### Goal A
How many lines in the entries contain the word "this"? Case counts, so give only the number.

### Source
Universal Credit Scheme Criticised by National Audit Office
Welfare changes have been badly managed and are plagued by significant IT problems, as costs could rise by hundreds of millions of pounds, says a report by the Government’s official auditors.
The National Audit Office (NAO) said “weak management, ineffective control and poor governance” had affected the project.1 The Universal Credit scheme, a £2.4 billion plan, was designed to combine six welfare payments into one.
Ministers have already cut their losses after £34m was wasted on faulty IT programmes for the scheme. The Department for Work and Pensions (DWP) are running the project, and may have to postpone the national launch beyond the expected 2017 introduction, says the NAO.1
Labour grasped the report as evidence against Iain Duncan Smith, the work and pensions secretary, who they believe has supressed important problems that could put welfare claimants at risk. The shadow work and pensions secretary, Liam Byrne, called Universal Credit a “Titanic-sized IT disaster.”1
Byrne requested cross-party conferences to make sure that a welfare programme is agreed. He says: “The Conservatives welfare revolution has now finally collapsed. It is now mission-critical that David Cameron and Iain Duncan Smith swallow their pride and agree to the talks we proposed in the summer.”

### Excerpted records
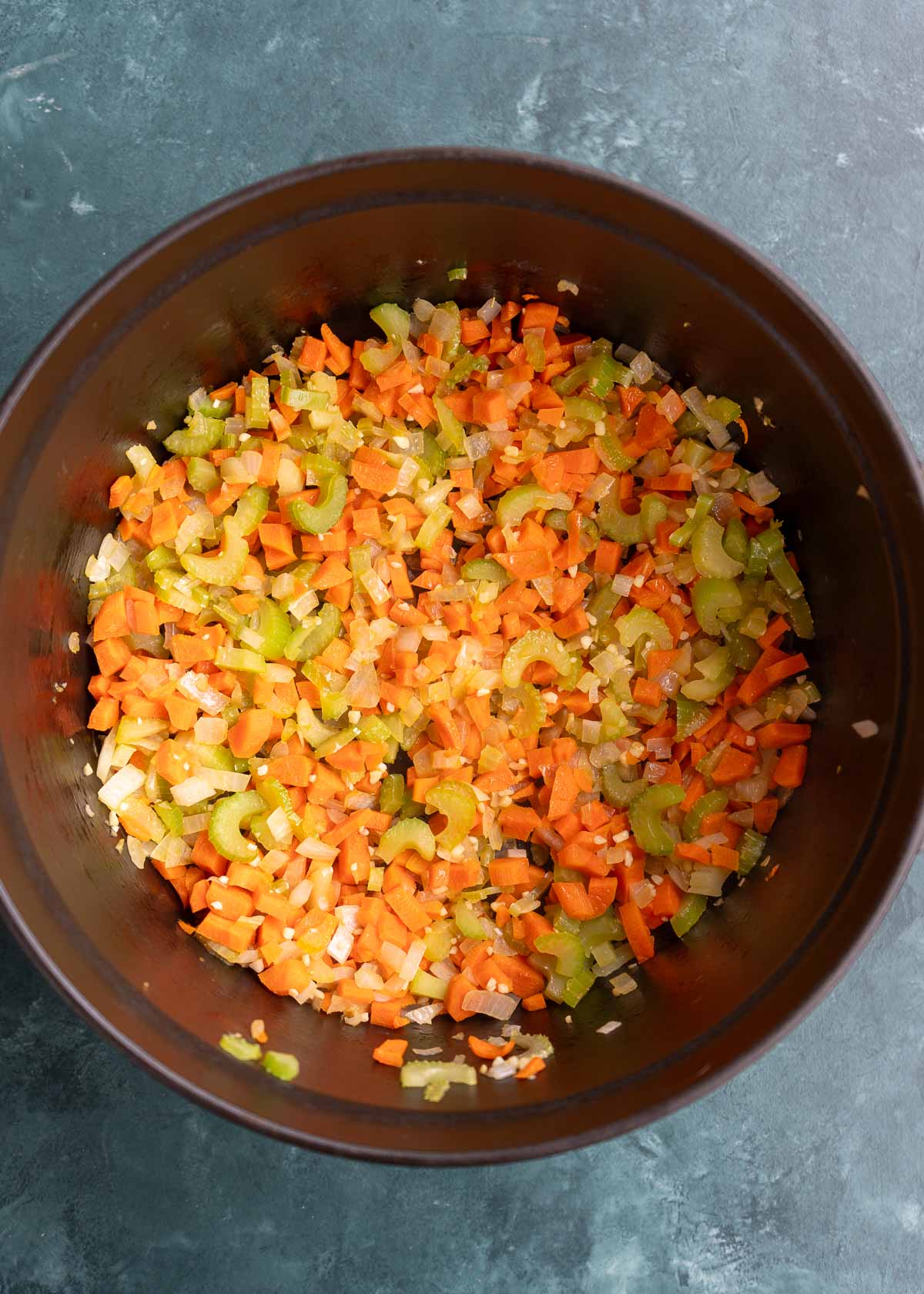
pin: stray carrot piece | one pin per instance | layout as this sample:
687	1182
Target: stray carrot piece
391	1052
* * *
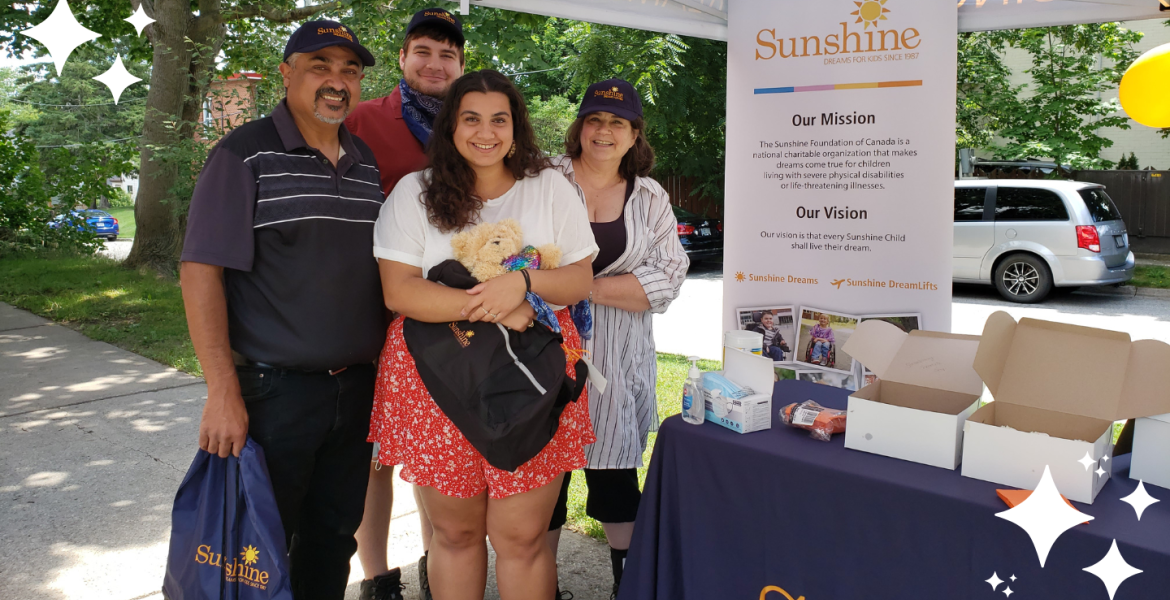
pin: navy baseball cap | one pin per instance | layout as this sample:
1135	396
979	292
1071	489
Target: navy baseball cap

### Goal B
What is the passage in the Universal Credit article starting with "The National Audit" and going on through "payments into one."? Return it copied word for word.

### Response A
2

### Response B
The National Audit Office (NAO) said “weak management, ineffective control and poor governance” had affected the project.1 The Universal Credit scheme, a £2.4 billion plan, was designed to combine six welfare payments into one.